Texte fourni
__________________________________________________
Nous poursuivons la lecture de la saga de BiLe”âM, ce devin qui parle avec YHWH son ‘ÈLoHîM et à qui BâLâQ, le roi de MO’âV, ordonne de maudire Israël. Et donc, on se souvient : YHWH — qui parle effectivement avec lui comme il parle avec Moïse, lui dit : « Puisque ces hommes sont venus t’appeler, lève-toi, va en leur compagnie et la parole que je te parlerai, tu la feras. », c’est au v. 20. Du coup, BiLe”âM fait son paquetage et on est surpris de l’échauffement de la narine de ‘ÈLoHîM au v. 22 : « Et [voilà que] la narine de ‘ÈLoHîM brûle parce que [BiLe”âM] s’en va ! » (Nb 22,22) Ah bon ? Mais il vient Lui-même de lui dire de partir ! On se repose la question : YHWH serait-il versatile ? Sauf qu’à lire le texte dans toute sa subtilité — et c’est là que connaître un peu l’hébreu est tout de même utile —, on s’aperçoit que YHWH a permis à BiLe”âM de partir « en compagnie », ‘iTTâM, des émissaires, alors que le v. 21 dit que le lendemain, BiLe”âM part “iM ShâRéY MO‘âV, « avec les chefs de MO’âV » dans le sens d’une association, comme dans “iMMâNOu-‘ÉL, Dieu est avec nous. Autrement dit, BiLe”âM a épousé les vues des émissaires ! Et là on comprend la fulmination de narines de YHWH : YHWH n’a pas dit à BiLe”âM de devenir un collaborateur, mais simplement de prendre la route en les suivant ! Celui qui est versatile, ça n’est pas YHWH mais BiLe”âM qui, en définitive, n’en fait qu’à sa tête… D’où l’intervention de l’Ange qui va suivre. Ceci dit, depuis le v. 1, le récit nous dit une chose importante : peut-être est-ce BâLâQ qui convie BiLe”âM, mais au final, c’est bien YHWH qui l’envoie ! Dit autrement, BâLâQ croit que BiLe”âM répond à sa requête alors qu’en réalité, dès le début, c’est à YHWH que le prophète obéit !
__________________________________________________
Exercice écrit A
Dans le texte fourni, qui ordonne à BiLe”âM de maudire Israël ?
Exercice écrit B
Mettez sous forme de liste JSON de chaînes les lignes situées plus bas, de celle qui contient "In this photo, each instance of the framed" jusqu'à la dernière ligne, à raison d'une chaîne par ligne et sans les lignes vides.
Les lignes n'ont aucun lien avec le texte fourni.

Données de travail
__________________________________________________
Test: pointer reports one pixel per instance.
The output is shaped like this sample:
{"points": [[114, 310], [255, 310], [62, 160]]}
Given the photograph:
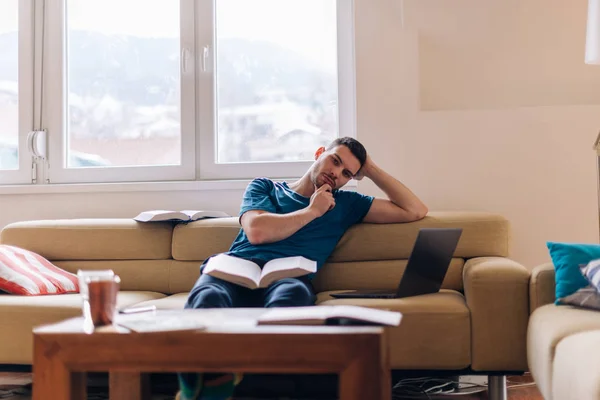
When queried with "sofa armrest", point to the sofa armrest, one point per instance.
{"points": [[541, 286], [497, 294]]}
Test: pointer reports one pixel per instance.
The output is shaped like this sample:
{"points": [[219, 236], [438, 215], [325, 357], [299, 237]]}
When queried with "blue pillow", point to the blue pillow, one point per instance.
{"points": [[567, 257]]}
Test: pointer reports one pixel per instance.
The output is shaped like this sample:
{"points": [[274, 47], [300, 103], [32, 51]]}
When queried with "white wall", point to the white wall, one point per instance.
{"points": [[475, 105]]}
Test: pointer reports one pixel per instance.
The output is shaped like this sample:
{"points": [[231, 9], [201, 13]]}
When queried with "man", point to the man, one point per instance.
{"points": [[305, 218]]}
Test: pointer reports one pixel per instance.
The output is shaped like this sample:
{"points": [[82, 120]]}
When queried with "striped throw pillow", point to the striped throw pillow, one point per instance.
{"points": [[591, 271], [26, 273]]}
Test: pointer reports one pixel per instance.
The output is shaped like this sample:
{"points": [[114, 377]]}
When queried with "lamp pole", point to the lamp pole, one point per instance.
{"points": [[592, 57], [597, 148]]}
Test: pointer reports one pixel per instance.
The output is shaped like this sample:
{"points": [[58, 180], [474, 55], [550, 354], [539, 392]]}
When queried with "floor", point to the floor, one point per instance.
{"points": [[17, 386]]}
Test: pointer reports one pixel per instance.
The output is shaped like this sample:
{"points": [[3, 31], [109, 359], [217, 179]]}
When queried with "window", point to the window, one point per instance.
{"points": [[156, 90]]}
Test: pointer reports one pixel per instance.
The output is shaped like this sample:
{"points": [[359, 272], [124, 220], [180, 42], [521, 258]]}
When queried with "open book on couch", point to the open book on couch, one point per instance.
{"points": [[184, 215], [249, 274]]}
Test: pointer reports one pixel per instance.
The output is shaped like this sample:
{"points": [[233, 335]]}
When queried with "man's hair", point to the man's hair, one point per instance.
{"points": [[357, 149]]}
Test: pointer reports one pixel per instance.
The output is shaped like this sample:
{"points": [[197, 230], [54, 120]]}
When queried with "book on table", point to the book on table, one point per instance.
{"points": [[248, 274], [183, 216], [329, 315]]}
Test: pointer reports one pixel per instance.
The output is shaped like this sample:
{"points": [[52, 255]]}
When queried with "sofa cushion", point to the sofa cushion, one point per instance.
{"points": [[587, 297], [592, 273], [92, 239], [144, 275], [27, 273], [548, 325], [576, 370], [483, 234], [20, 314], [383, 275], [435, 332], [567, 258]]}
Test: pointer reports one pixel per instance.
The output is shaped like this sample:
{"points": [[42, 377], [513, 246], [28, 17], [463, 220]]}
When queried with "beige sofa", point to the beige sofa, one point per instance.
{"points": [[562, 343], [477, 322]]}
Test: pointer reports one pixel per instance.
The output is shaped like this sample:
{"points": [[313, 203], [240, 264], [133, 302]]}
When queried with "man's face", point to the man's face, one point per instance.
{"points": [[335, 167]]}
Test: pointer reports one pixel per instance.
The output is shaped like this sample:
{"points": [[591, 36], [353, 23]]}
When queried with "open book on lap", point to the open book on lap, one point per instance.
{"points": [[248, 274], [329, 315], [184, 215]]}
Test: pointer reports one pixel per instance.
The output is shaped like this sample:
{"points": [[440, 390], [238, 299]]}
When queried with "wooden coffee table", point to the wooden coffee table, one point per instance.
{"points": [[63, 353]]}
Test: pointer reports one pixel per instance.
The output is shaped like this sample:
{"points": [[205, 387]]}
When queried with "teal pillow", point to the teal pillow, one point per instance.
{"points": [[567, 257]]}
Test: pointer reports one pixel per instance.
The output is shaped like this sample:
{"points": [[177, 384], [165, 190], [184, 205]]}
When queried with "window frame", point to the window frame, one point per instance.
{"points": [[46, 95], [26, 39], [55, 113], [207, 147]]}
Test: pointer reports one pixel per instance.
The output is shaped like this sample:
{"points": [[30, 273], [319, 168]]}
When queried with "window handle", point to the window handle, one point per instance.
{"points": [[185, 57], [36, 143], [205, 55]]}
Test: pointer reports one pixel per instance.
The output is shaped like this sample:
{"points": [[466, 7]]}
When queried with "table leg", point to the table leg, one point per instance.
{"points": [[52, 379], [368, 376], [129, 385]]}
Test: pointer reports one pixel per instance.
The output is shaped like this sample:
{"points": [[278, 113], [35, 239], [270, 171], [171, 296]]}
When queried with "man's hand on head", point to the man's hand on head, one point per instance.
{"points": [[322, 200], [365, 169]]}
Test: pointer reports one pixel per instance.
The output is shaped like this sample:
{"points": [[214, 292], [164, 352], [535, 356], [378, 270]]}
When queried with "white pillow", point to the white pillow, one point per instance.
{"points": [[26, 273]]}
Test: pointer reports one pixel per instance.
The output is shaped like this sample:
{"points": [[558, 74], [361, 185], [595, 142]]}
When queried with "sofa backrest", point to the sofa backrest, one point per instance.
{"points": [[165, 258]]}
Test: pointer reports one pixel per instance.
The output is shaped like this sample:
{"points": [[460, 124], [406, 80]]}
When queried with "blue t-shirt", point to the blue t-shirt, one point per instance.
{"points": [[316, 240]]}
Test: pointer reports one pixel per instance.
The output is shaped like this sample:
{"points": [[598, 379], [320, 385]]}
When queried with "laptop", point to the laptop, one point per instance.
{"points": [[426, 269]]}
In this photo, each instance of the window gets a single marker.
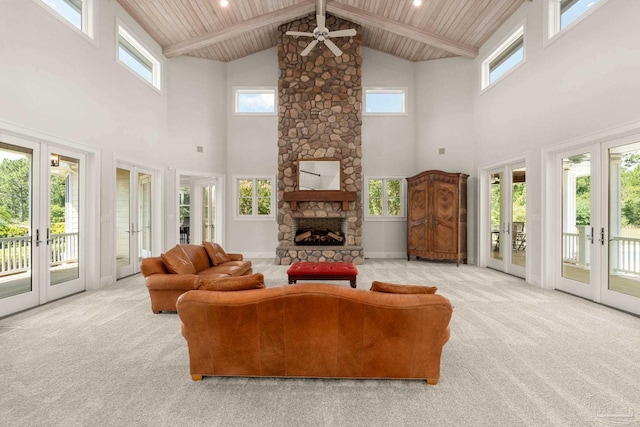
(77, 13)
(255, 101)
(563, 13)
(136, 58)
(502, 60)
(385, 101)
(385, 197)
(255, 197)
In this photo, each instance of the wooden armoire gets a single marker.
(437, 216)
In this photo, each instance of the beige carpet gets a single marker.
(518, 356)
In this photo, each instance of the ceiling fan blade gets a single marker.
(307, 49)
(299, 33)
(342, 33)
(320, 19)
(333, 48)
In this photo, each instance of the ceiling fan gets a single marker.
(322, 33)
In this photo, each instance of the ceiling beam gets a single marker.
(235, 30)
(366, 18)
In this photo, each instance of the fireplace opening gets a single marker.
(319, 232)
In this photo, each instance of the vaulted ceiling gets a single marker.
(435, 29)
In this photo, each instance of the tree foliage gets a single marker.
(15, 199)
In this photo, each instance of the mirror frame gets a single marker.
(339, 164)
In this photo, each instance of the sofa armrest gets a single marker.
(152, 265)
(185, 282)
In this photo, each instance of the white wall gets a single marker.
(583, 82)
(445, 121)
(68, 90)
(252, 150)
(388, 146)
(197, 117)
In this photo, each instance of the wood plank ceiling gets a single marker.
(436, 29)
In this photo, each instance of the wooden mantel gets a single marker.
(293, 197)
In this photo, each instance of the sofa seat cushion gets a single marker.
(241, 283)
(393, 288)
(233, 268)
(212, 273)
(166, 282)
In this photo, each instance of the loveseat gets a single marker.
(188, 267)
(314, 331)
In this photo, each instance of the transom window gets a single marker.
(255, 197)
(77, 13)
(563, 13)
(385, 197)
(255, 101)
(135, 57)
(502, 60)
(385, 101)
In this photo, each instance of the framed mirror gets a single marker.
(323, 174)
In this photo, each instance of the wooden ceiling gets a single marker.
(436, 29)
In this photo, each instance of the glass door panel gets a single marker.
(508, 218)
(16, 258)
(63, 232)
(576, 218)
(518, 217)
(208, 213)
(624, 220)
(123, 223)
(497, 230)
(144, 215)
(134, 218)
__________________________________________________
Réponse complète A
BâLâQ, le roi de MO’âV.

Réponse complète B
[
  "In this photo, each instance of the framed mirror gets a single marker.",
  "(323, 174)",
  "In this photo, each instance of the wooden ceiling gets a single marker.",
  "(436, 29)",
  "In this photo, each instance of the glass door panel gets a single marker.",
  "(508, 218)",
  "(16, 258)",
  "(63, 232)",
  "(576, 218)",
  "(518, 217)",
  "(208, 213)",
  "(624, 220)",
  "(123, 223)",
  "(497, 230)",
  "(144, 215)",
  "(134, 218)"
]